DESCRIPTION OF THE TASK →
Only a single number is expected: how many lines of the data hold the word "form".

+++

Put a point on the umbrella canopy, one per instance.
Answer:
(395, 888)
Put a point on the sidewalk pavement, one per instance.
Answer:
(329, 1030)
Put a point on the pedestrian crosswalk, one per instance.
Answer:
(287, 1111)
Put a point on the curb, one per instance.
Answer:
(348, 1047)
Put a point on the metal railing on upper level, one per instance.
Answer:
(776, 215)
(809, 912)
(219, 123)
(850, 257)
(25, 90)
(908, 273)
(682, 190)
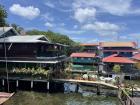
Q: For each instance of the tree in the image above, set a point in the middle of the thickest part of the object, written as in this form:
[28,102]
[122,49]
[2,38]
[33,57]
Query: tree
[18,28]
[116,69]
[3,15]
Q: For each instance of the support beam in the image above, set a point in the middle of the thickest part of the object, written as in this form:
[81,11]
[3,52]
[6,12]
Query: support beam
[98,90]
[3,82]
[77,88]
[32,84]
[48,85]
[17,84]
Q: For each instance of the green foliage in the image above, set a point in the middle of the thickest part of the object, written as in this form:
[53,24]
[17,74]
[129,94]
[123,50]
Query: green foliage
[17,27]
[32,71]
[116,68]
[3,15]
[58,38]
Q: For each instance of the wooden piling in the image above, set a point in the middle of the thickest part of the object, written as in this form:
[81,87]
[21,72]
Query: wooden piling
[3,82]
[98,90]
[32,84]
[48,85]
[17,83]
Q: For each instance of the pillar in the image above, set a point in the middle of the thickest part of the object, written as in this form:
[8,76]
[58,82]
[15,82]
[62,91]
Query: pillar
[31,84]
[77,88]
[98,89]
[17,83]
[48,85]
[2,82]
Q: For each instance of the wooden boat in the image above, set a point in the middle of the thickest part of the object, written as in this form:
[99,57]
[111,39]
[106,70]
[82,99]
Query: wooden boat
[4,97]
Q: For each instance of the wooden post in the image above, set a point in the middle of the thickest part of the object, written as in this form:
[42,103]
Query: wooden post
[48,85]
[98,89]
[2,82]
[17,83]
[77,88]
[31,84]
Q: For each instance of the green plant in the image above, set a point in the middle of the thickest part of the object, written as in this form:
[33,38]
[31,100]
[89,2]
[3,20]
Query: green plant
[117,69]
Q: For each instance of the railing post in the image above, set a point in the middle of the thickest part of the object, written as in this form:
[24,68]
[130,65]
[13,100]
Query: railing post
[2,82]
[16,83]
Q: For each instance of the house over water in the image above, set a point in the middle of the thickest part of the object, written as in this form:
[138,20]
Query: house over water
[136,58]
[30,51]
[125,63]
[87,60]
[124,49]
[91,48]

+++

RESULT OF THIS EXERCISE →
10